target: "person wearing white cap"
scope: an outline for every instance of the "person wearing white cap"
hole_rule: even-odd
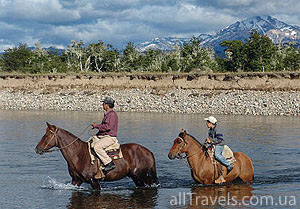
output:
[[[223,134],[217,134],[217,119],[214,116],[209,116],[208,118],[204,118],[206,121],[206,125],[208,128],[208,137],[205,140],[206,146],[215,146],[215,157],[218,161],[220,161],[223,165],[227,167],[227,174],[232,171],[233,166],[226,160],[223,156],[224,150],[224,139]]]

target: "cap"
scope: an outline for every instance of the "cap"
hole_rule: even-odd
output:
[[[115,104],[115,100],[113,100],[113,98],[111,97],[106,97],[104,100],[102,100],[101,102],[105,103],[105,104]]]
[[[204,120],[211,122],[212,124],[217,123],[217,119],[214,116],[209,116],[208,118],[204,118]]]

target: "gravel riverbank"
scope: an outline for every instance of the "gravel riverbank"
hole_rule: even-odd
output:
[[[0,90],[0,109],[102,111],[111,96],[116,111],[237,115],[300,115],[299,91],[196,89]]]

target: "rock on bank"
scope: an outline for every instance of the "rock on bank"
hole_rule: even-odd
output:
[[[102,111],[101,100],[116,99],[126,112],[239,115],[300,115],[298,91],[196,89],[0,90],[0,109]]]

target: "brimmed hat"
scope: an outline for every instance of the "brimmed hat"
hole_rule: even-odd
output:
[[[209,116],[208,118],[204,118],[204,120],[206,120],[212,124],[216,124],[218,122],[214,116]]]
[[[104,100],[102,100],[101,102],[105,103],[105,104],[115,104],[115,100],[113,100],[113,98],[111,97],[106,97]]]

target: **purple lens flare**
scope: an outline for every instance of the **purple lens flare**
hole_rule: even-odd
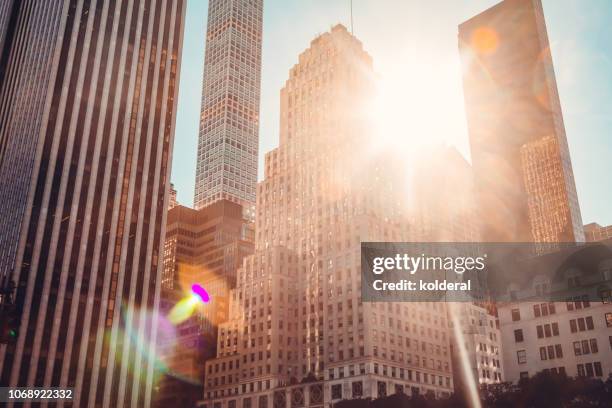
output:
[[[197,283],[194,283],[191,286],[191,292],[197,297],[199,297],[200,300],[204,303],[208,303],[208,301],[210,300],[210,296],[208,296],[208,292],[206,292],[206,289],[204,289],[202,286],[198,285]]]

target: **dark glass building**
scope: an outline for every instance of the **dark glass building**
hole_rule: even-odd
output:
[[[0,384],[148,406],[183,0],[0,2]]]
[[[485,241],[584,241],[540,0],[504,0],[459,26]]]

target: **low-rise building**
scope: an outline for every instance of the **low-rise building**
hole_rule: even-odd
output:
[[[539,282],[531,299],[498,304],[507,380],[540,371],[612,375],[611,248],[612,240],[581,246],[576,253],[589,252],[568,258],[557,281]]]

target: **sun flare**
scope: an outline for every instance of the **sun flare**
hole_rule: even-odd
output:
[[[399,60],[398,60],[399,59]],[[371,106],[373,147],[409,154],[448,144],[467,151],[461,69],[455,57],[415,50],[379,67]]]

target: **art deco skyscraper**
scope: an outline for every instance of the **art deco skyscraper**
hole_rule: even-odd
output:
[[[196,164],[196,209],[255,204],[263,0],[211,0]]]
[[[21,321],[2,385],[149,404],[184,14],[183,0],[15,1],[0,19],[3,270]]]
[[[540,0],[504,0],[459,26],[485,241],[584,241]]]
[[[341,25],[291,69],[280,145],[257,187],[255,254],[206,363],[207,407],[451,391],[444,304],[361,300],[361,242],[408,233],[398,168],[372,148],[373,78],[371,57]]]

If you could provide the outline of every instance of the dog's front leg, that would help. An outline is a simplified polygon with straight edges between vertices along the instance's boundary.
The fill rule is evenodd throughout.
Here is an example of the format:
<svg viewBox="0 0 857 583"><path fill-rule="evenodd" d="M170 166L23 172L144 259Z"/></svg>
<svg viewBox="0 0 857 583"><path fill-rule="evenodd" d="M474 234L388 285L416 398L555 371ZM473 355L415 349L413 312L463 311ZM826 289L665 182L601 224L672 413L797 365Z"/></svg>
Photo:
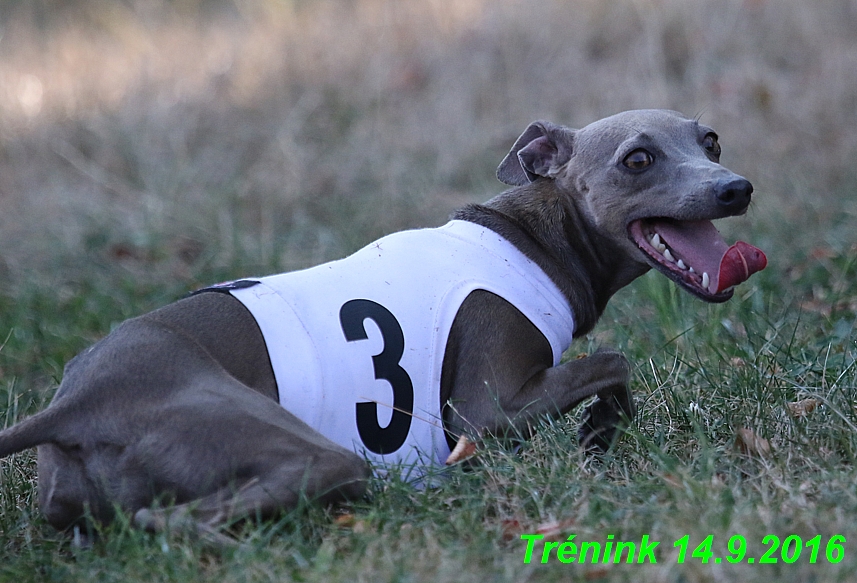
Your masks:
<svg viewBox="0 0 857 583"><path fill-rule="evenodd" d="M520 411L511 419L521 429L534 417L565 414L597 395L583 414L579 439L586 450L606 451L636 414L629 377L625 357L602 349L536 374L504 409Z"/></svg>
<svg viewBox="0 0 857 583"><path fill-rule="evenodd" d="M596 352L583 360L599 354L614 354L621 359L624 380L599 390L598 398L584 410L578 439L580 446L588 452L607 451L637 414L628 382L628 361L618 352L607 351Z"/></svg>
<svg viewBox="0 0 857 583"><path fill-rule="evenodd" d="M518 385L503 386L493 376L493 382L486 380L470 398L451 404L448 427L459 427L471 437L488 432L527 438L534 420L559 417L597 396L584 413L579 437L588 450L606 450L636 413L629 377L628 361L612 350L544 368Z"/></svg>

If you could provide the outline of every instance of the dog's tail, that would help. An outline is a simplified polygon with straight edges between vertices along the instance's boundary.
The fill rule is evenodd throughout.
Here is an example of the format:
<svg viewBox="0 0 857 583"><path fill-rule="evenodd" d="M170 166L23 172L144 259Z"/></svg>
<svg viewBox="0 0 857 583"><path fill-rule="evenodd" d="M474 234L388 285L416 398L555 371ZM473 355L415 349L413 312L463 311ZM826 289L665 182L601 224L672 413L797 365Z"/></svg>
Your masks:
<svg viewBox="0 0 857 583"><path fill-rule="evenodd" d="M60 424L57 407L49 407L20 423L0 431L0 458L25 449L55 441Z"/></svg>

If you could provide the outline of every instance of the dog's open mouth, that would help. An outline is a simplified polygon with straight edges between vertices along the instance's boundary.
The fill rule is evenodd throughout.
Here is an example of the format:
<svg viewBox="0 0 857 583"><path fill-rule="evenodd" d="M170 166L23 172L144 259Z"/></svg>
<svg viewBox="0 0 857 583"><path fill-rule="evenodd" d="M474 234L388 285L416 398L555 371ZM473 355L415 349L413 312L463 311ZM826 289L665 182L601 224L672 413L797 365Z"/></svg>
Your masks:
<svg viewBox="0 0 857 583"><path fill-rule="evenodd" d="M708 302L725 302L736 285L768 264L748 243L729 247L711 221L638 219L628 233L654 267Z"/></svg>

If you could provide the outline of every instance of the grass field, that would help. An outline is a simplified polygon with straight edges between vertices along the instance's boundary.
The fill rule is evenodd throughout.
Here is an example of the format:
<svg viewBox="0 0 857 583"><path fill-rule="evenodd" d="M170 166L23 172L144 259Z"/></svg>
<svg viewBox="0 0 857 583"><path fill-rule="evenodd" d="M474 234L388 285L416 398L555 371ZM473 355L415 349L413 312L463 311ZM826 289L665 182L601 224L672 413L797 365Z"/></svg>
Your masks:
<svg viewBox="0 0 857 583"><path fill-rule="evenodd" d="M856 72L849 0L0 1L7 425L125 318L489 198L533 119L700 115L756 188L719 226L770 261L717 306L650 273L572 347L634 366L639 417L602 459L572 414L216 552L121 523L75 547L24 452L0 465L0 581L857 581ZM648 535L657 563L563 563L545 542L572 534Z"/></svg>

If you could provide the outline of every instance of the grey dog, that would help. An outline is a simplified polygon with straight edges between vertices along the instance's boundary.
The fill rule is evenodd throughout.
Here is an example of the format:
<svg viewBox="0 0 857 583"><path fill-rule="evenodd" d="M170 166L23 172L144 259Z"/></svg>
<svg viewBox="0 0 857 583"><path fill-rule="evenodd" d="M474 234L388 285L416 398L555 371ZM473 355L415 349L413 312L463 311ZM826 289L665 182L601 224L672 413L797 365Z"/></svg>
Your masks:
<svg viewBox="0 0 857 583"><path fill-rule="evenodd" d="M753 190L719 158L711 128L671 111L624 112L579 130L534 122L497 171L513 188L457 211L452 223L508 250L509 257L495 253L494 260L520 255L516 261L535 274L521 278L522 286L546 280L542 288L561 302L544 317L573 318L570 341L593 328L617 290L652 267L707 302L728 300L733 286L765 267L761 251L743 242L728 246L710 222L743 214ZM367 249L381 255L387 245L384 239ZM417 249L405 259L418 272L435 260L428 255ZM366 270L357 279L383 277ZM294 507L301 496L333 502L363 495L365 449L394 454L421 423L440 427L440 451L448 452L485 432L526 435L534 419L563 415L596 396L584 411L580 440L604 449L635 415L624 356L599 350L560 362L532 318L477 286L437 346L409 345L410 331L372 298L349 302L347 310L332 307L341 337L325 342L358 347L367 344L367 322L381 329L382 352L366 357L366 374L374 372L372 381L393 393L384 403L333 387L344 395L334 399L343 410L363 415L337 424L362 423L364 442L335 443L331 424L314 426L282 402L279 371L308 378L309 362L297 349L274 362L279 349L238 299L261 297L259 289L252 280L211 288L123 323L68 363L48 408L0 432L0 456L38 446L39 501L52 525L67 529L86 516L107 522L118 510L148 529L165 528L169 518L212 532ZM396 297L410 300L409 293ZM299 322L303 314L296 308L290 317ZM291 346L299 332L271 334ZM429 387L435 419L418 419L412 395L426 387L409 376L403 355L410 351L438 363L437 386ZM315 394L303 386L289 391ZM313 405L306 401L298 404Z"/></svg>

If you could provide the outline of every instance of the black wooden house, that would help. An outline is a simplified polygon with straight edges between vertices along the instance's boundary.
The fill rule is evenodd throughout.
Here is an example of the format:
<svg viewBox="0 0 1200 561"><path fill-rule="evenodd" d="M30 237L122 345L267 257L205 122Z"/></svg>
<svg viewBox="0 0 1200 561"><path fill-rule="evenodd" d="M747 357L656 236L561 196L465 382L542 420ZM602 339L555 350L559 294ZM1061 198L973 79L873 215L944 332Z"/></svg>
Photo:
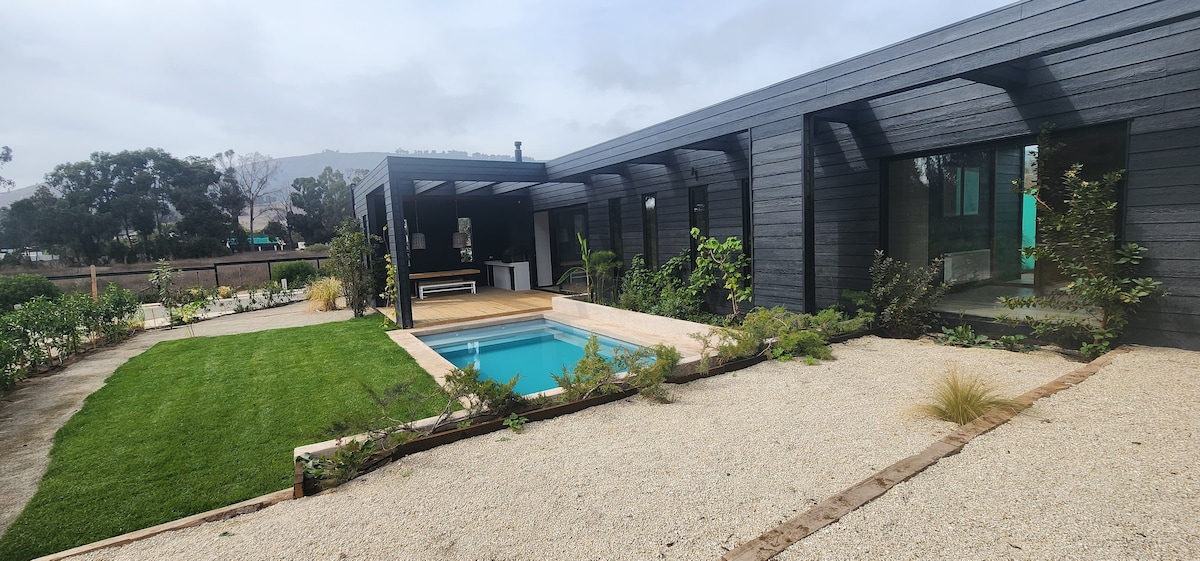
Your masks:
<svg viewBox="0 0 1200 561"><path fill-rule="evenodd" d="M389 157L355 212L373 233L389 225L402 281L400 216L446 232L411 252L413 271L516 255L539 286L578 259L576 233L655 263L699 227L746 240L755 305L839 302L869 285L881 248L945 256L970 314L972 294L1051 274L1020 256L1033 211L1011 187L1047 123L1085 174L1127 170L1118 233L1150 249L1145 272L1171 292L1129 339L1200 349L1196 0L1018 2L548 162ZM451 242L464 228L470 251Z"/></svg>

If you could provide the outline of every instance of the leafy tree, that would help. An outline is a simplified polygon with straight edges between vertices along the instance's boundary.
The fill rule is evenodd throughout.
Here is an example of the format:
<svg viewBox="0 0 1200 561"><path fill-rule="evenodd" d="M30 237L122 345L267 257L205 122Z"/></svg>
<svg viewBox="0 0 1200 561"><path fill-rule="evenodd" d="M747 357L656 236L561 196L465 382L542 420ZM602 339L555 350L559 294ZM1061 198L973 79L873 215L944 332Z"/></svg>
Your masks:
<svg viewBox="0 0 1200 561"><path fill-rule="evenodd" d="M65 230L58 244L72 250L77 260L96 261L100 248L117 235L149 259L162 252L151 242L153 236L162 236L172 216L174 192L207 189L215 180L210 162L181 161L158 148L95 152L88 160L60 164L46 175L61 203L44 210L56 229Z"/></svg>
<svg viewBox="0 0 1200 561"><path fill-rule="evenodd" d="M333 238L338 225L350 218L350 184L341 171L326 166L317 177L292 181L288 227L307 243L324 243Z"/></svg>
<svg viewBox="0 0 1200 561"><path fill-rule="evenodd" d="M353 219L348 219L329 243L329 268L342 281L342 293L355 317L363 316L368 299L375 292L367 255L371 252L371 243L377 240L378 236L368 237Z"/></svg>
<svg viewBox="0 0 1200 561"><path fill-rule="evenodd" d="M213 255L225 249L234 233L234 220L221 212L213 187L221 174L207 158L188 157L180 162L179 183L169 193L171 205L182 217L172 230L174 257Z"/></svg>
<svg viewBox="0 0 1200 561"><path fill-rule="evenodd" d="M227 153L233 155L232 150ZM221 179L209 187L209 197L217 209L221 209L224 215L236 223L242 212L246 212L246 205L250 204L250 201L246 199L246 194L242 193L241 186L238 185L238 176L236 176L238 174L233 168L223 167L227 162L222 162L220 156L217 155L215 159L218 171L221 171Z"/></svg>
<svg viewBox="0 0 1200 561"><path fill-rule="evenodd" d="M234 229L218 207L219 181L205 158L96 152L56 166L47 186L0 216L0 231L5 245L42 246L77 263L212 255Z"/></svg>

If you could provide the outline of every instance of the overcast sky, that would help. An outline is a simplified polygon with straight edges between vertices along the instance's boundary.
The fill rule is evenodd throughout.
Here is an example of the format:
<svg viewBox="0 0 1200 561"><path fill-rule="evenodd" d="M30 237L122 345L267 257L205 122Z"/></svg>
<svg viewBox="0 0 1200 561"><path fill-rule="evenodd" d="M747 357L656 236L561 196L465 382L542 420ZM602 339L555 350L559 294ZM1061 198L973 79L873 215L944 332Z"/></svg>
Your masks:
<svg viewBox="0 0 1200 561"><path fill-rule="evenodd" d="M0 176L95 151L551 159L1009 0L0 0Z"/></svg>

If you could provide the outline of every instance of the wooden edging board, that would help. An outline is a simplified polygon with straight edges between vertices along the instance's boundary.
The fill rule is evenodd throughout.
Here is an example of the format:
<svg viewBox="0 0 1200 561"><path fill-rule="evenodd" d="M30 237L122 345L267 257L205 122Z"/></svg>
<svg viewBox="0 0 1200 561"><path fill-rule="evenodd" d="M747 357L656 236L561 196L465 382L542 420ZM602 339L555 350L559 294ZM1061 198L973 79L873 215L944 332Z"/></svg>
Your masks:
<svg viewBox="0 0 1200 561"><path fill-rule="evenodd" d="M155 535L161 534L163 532L170 532L172 530L182 530L184 528L191 528L192 526L199 526L201 524L204 524L205 522L217 522L219 520L233 518L234 516L238 516L238 515L242 515L242 514L250 514L251 512L256 512L256 511L262 510L273 504L281 503L281 502L289 500L291 498L292 498L292 490L284 489L282 491L276 491L269 495L255 497L248 501L242 501L237 504L229 505L226 507L221 507L221 508L218 508L215 510L210 510L208 512L201 512L200 514L193 514L186 518L180 518L179 520L172 520L170 522L164 522L157 526L143 528L141 530L129 532L128 534L121 534L119 536L113 536L106 540L100 540L98 542L84 544L79 547L73 547L73 548L65 550L65 551L60 551L58 553L51 553L50 555L46 555L44 557L38 557L34 561L57 561L59 559L66 559L67 557L72 557L75 555L82 555L84 553L95 551L97 549L104 549L106 547L115 547L118 545L124 545L129 542L144 540L148 537L155 536Z"/></svg>
<svg viewBox="0 0 1200 561"><path fill-rule="evenodd" d="M1021 394L1014 400L1016 402L1014 408L988 413L959 427L958 430L930 444L922 452L884 468L807 511L784 521L761 536L735 547L721 556L722 561L765 561L775 557L792 544L883 496L892 487L925 471L926 468L938 463L942 458L961 452L971 439L1007 423L1021 411L1033 406L1033 402L1086 380L1099 372L1101 368L1111 364L1114 356L1127 352L1129 352L1127 347L1114 349L1069 374Z"/></svg>

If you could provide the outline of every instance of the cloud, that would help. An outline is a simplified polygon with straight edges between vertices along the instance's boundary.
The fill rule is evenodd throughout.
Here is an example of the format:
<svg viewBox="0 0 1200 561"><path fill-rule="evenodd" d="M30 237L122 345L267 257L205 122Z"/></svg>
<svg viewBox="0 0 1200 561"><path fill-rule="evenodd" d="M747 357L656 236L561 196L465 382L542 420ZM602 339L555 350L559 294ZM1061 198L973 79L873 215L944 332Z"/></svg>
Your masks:
<svg viewBox="0 0 1200 561"><path fill-rule="evenodd" d="M1006 0L11 3L18 186L93 151L564 155Z"/></svg>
- - - -
The expected output is every line of the records in which the string "dark" appears.

target: **dark glass building**
scope: an outline for every instance of the **dark glass building**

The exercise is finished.